--- START OF Material for this task ---
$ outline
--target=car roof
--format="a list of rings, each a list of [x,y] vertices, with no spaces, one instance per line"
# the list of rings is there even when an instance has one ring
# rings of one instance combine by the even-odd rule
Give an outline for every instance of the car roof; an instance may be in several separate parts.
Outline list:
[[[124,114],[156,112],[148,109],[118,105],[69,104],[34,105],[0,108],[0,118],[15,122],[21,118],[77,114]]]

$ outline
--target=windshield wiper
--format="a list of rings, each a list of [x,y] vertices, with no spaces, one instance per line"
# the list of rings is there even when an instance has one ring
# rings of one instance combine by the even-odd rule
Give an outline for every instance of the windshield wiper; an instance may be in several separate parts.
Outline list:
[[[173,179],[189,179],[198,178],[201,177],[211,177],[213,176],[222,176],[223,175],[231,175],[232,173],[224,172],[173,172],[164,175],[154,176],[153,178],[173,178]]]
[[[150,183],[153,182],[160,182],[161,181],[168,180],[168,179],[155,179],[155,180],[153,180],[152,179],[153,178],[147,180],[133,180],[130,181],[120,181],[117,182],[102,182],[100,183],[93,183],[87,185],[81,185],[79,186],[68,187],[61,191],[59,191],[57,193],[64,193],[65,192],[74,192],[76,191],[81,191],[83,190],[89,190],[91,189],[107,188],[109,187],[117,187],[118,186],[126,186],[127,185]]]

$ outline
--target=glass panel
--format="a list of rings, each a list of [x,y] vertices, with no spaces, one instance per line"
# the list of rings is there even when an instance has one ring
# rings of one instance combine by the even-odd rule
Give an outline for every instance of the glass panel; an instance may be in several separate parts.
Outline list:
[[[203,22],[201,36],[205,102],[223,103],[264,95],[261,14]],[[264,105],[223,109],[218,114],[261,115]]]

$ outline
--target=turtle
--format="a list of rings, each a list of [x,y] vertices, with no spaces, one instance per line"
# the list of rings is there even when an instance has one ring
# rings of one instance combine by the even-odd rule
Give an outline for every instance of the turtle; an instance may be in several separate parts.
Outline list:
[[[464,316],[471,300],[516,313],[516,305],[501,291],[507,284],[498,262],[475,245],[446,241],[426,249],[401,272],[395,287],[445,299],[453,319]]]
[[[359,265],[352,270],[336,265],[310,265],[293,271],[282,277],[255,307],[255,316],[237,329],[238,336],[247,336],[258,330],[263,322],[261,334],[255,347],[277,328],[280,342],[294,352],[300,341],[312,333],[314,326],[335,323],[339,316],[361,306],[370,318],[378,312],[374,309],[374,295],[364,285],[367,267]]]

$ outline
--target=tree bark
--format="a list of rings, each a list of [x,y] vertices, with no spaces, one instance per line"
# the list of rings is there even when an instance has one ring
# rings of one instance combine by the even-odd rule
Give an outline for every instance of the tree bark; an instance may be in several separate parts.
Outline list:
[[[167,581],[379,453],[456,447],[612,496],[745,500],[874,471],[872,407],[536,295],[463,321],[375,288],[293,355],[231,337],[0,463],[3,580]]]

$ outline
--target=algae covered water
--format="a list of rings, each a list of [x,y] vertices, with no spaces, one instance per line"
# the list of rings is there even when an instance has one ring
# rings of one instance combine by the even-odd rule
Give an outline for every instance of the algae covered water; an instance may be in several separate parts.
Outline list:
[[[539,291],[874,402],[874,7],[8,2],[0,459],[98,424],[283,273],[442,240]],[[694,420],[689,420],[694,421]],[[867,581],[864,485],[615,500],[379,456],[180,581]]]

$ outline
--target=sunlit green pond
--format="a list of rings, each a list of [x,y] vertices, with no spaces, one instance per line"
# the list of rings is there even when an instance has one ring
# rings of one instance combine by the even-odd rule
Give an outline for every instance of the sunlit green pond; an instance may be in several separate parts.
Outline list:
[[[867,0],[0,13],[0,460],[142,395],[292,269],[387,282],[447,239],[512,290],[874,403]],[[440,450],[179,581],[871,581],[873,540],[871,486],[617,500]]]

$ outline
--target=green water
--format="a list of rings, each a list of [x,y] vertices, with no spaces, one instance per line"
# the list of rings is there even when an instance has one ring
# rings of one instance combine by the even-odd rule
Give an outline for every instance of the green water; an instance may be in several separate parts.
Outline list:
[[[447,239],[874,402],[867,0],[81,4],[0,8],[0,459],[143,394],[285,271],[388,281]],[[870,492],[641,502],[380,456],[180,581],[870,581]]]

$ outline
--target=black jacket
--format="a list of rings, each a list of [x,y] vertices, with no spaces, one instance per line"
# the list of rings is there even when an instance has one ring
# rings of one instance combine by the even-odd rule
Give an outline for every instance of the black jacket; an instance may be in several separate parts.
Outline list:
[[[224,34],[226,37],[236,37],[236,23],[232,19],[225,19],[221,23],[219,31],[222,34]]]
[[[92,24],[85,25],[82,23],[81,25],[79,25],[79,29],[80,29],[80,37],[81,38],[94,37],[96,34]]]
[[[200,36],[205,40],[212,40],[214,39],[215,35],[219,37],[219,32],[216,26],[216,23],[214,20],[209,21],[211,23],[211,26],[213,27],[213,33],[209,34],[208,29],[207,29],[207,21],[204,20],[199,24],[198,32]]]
--- END OF Material for this task ---
__Stated exercise__. Report every line of the items above that contains the word "algae", copying each such line in full.

__Solution for this exercise__.
--target=algae covered water
Give an outline for every instance of the algae covered water; an instance may be in several separate parts.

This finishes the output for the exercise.